*** Provided material Section Begins ***

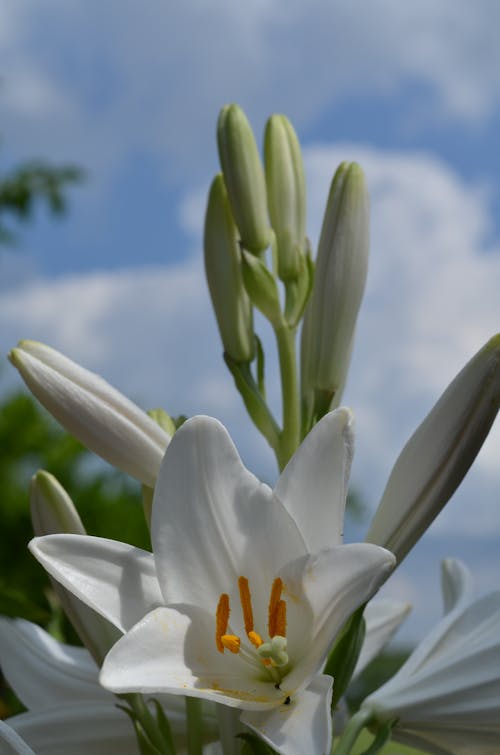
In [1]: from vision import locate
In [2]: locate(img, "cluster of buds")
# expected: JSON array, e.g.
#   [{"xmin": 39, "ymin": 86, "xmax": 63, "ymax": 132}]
[{"xmin": 205, "ymin": 104, "xmax": 370, "ymax": 466}]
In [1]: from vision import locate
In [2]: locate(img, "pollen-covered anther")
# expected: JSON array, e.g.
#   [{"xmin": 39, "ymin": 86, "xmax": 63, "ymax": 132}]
[
  {"xmin": 248, "ymin": 630, "xmax": 263, "ymax": 648},
  {"xmin": 221, "ymin": 634, "xmax": 241, "ymax": 654},
  {"xmin": 216, "ymin": 593, "xmax": 230, "ymax": 653},
  {"xmin": 268, "ymin": 578, "xmax": 286, "ymax": 638}
]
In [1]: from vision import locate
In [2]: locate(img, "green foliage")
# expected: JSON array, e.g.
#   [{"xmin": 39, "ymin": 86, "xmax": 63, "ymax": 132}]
[
  {"xmin": 0, "ymin": 387, "xmax": 150, "ymax": 628},
  {"xmin": 0, "ymin": 159, "xmax": 83, "ymax": 245}
]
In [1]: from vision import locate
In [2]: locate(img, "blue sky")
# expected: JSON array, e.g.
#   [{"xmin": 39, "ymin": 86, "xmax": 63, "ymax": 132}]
[{"xmin": 2, "ymin": 0, "xmax": 500, "ymax": 643}]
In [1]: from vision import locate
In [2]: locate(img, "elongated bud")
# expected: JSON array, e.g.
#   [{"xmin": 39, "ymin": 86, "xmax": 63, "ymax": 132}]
[
  {"xmin": 366, "ymin": 335, "xmax": 500, "ymax": 562},
  {"xmin": 9, "ymin": 341, "xmax": 169, "ymax": 487},
  {"xmin": 301, "ymin": 162, "xmax": 369, "ymax": 425},
  {"xmin": 217, "ymin": 104, "xmax": 271, "ymax": 254},
  {"xmin": 204, "ymin": 174, "xmax": 255, "ymax": 363},
  {"xmin": 30, "ymin": 471, "xmax": 120, "ymax": 663},
  {"xmin": 241, "ymin": 249, "xmax": 283, "ymax": 328},
  {"xmin": 264, "ymin": 114, "xmax": 306, "ymax": 280}
]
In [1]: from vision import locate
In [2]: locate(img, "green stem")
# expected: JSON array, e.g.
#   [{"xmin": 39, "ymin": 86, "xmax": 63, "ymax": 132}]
[
  {"xmin": 216, "ymin": 703, "xmax": 242, "ymax": 755},
  {"xmin": 332, "ymin": 708, "xmax": 375, "ymax": 755},
  {"xmin": 185, "ymin": 698, "xmax": 203, "ymax": 755},
  {"xmin": 274, "ymin": 323, "xmax": 300, "ymax": 470},
  {"xmin": 125, "ymin": 694, "xmax": 172, "ymax": 754}
]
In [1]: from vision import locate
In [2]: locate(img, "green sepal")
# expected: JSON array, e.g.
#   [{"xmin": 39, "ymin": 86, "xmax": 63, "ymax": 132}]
[
  {"xmin": 359, "ymin": 720, "xmax": 394, "ymax": 755},
  {"xmin": 147, "ymin": 408, "xmax": 176, "ymax": 436},
  {"xmin": 224, "ymin": 353, "xmax": 280, "ymax": 451},
  {"xmin": 241, "ymin": 250, "xmax": 283, "ymax": 328},
  {"xmin": 151, "ymin": 699, "xmax": 176, "ymax": 755},
  {"xmin": 324, "ymin": 604, "xmax": 366, "ymax": 710},
  {"xmin": 238, "ymin": 732, "xmax": 276, "ymax": 754}
]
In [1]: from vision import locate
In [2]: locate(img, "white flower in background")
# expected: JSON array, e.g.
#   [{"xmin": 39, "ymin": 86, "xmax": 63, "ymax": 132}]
[
  {"xmin": 9, "ymin": 340, "xmax": 170, "ymax": 487},
  {"xmin": 362, "ymin": 559, "xmax": 500, "ymax": 755},
  {"xmin": 30, "ymin": 410, "xmax": 395, "ymax": 755},
  {"xmin": 0, "ymin": 618, "xmax": 219, "ymax": 755}
]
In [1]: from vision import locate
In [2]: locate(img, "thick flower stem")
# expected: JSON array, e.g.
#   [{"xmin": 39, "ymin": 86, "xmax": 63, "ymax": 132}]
[
  {"xmin": 274, "ymin": 323, "xmax": 300, "ymax": 471},
  {"xmin": 185, "ymin": 698, "xmax": 203, "ymax": 755},
  {"xmin": 332, "ymin": 708, "xmax": 375, "ymax": 755}
]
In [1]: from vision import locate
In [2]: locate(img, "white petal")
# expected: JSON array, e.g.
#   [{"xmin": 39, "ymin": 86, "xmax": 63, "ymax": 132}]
[
  {"xmin": 7, "ymin": 702, "xmax": 139, "ymax": 755},
  {"xmin": 0, "ymin": 618, "xmax": 108, "ymax": 710},
  {"xmin": 366, "ymin": 335, "xmax": 500, "ymax": 563},
  {"xmin": 441, "ymin": 558, "xmax": 474, "ymax": 615},
  {"xmin": 101, "ymin": 606, "xmax": 283, "ymax": 710},
  {"xmin": 10, "ymin": 340, "xmax": 169, "ymax": 486},
  {"xmin": 29, "ymin": 534, "xmax": 164, "ymax": 632},
  {"xmin": 274, "ymin": 408, "xmax": 354, "ymax": 550},
  {"xmin": 282, "ymin": 544, "xmax": 395, "ymax": 692},
  {"xmin": 151, "ymin": 416, "xmax": 307, "ymax": 611},
  {"xmin": 0, "ymin": 721, "xmax": 36, "ymax": 755},
  {"xmin": 241, "ymin": 675, "xmax": 333, "ymax": 755},
  {"xmin": 352, "ymin": 599, "xmax": 411, "ymax": 679}
]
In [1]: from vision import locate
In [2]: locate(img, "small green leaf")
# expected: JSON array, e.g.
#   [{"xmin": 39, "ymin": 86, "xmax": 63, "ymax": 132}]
[
  {"xmin": 324, "ymin": 604, "xmax": 366, "ymax": 710},
  {"xmin": 238, "ymin": 732, "xmax": 276, "ymax": 754}
]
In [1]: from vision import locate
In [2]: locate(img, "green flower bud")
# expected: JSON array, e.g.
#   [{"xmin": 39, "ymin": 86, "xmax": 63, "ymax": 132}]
[
  {"xmin": 204, "ymin": 174, "xmax": 255, "ymax": 363},
  {"xmin": 147, "ymin": 407, "xmax": 177, "ymax": 437},
  {"xmin": 241, "ymin": 249, "xmax": 283, "ymax": 328},
  {"xmin": 301, "ymin": 162, "xmax": 369, "ymax": 424},
  {"xmin": 264, "ymin": 114, "xmax": 306, "ymax": 280},
  {"xmin": 30, "ymin": 471, "xmax": 120, "ymax": 663},
  {"xmin": 217, "ymin": 104, "xmax": 271, "ymax": 254}
]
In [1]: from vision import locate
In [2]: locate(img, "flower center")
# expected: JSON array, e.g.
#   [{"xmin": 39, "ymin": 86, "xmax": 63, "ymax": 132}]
[{"xmin": 215, "ymin": 576, "xmax": 289, "ymax": 682}]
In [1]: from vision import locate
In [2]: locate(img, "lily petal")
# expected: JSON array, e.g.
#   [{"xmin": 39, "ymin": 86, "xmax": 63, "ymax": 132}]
[
  {"xmin": 441, "ymin": 558, "xmax": 474, "ymax": 615},
  {"xmin": 241, "ymin": 674, "xmax": 333, "ymax": 755},
  {"xmin": 7, "ymin": 702, "xmax": 139, "ymax": 755},
  {"xmin": 281, "ymin": 544, "xmax": 396, "ymax": 692},
  {"xmin": 353, "ymin": 599, "xmax": 411, "ymax": 679},
  {"xmin": 29, "ymin": 534, "xmax": 164, "ymax": 632},
  {"xmin": 9, "ymin": 340, "xmax": 169, "ymax": 486},
  {"xmin": 100, "ymin": 606, "xmax": 284, "ymax": 710},
  {"xmin": 0, "ymin": 721, "xmax": 36, "ymax": 755},
  {"xmin": 274, "ymin": 408, "xmax": 354, "ymax": 550},
  {"xmin": 0, "ymin": 618, "xmax": 107, "ymax": 710},
  {"xmin": 151, "ymin": 415, "xmax": 307, "ymax": 611}
]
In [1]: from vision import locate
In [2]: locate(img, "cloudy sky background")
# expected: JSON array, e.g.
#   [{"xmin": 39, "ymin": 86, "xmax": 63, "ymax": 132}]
[{"xmin": 1, "ymin": 0, "xmax": 500, "ymax": 643}]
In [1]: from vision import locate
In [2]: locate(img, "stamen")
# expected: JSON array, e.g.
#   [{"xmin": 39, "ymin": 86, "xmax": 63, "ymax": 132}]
[
  {"xmin": 238, "ymin": 576, "xmax": 254, "ymax": 635},
  {"xmin": 248, "ymin": 630, "xmax": 263, "ymax": 648},
  {"xmin": 221, "ymin": 634, "xmax": 241, "ymax": 654},
  {"xmin": 216, "ymin": 593, "xmax": 230, "ymax": 653},
  {"xmin": 274, "ymin": 600, "xmax": 287, "ymax": 638},
  {"xmin": 268, "ymin": 578, "xmax": 284, "ymax": 637}
]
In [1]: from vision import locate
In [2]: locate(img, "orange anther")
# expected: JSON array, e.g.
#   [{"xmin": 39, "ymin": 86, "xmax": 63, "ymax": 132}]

*** Provided material Section Ends ***

• [What the task asks]
Find the number of lines in the records that contain "white", and write that number only.

• [Solution for this problem]
2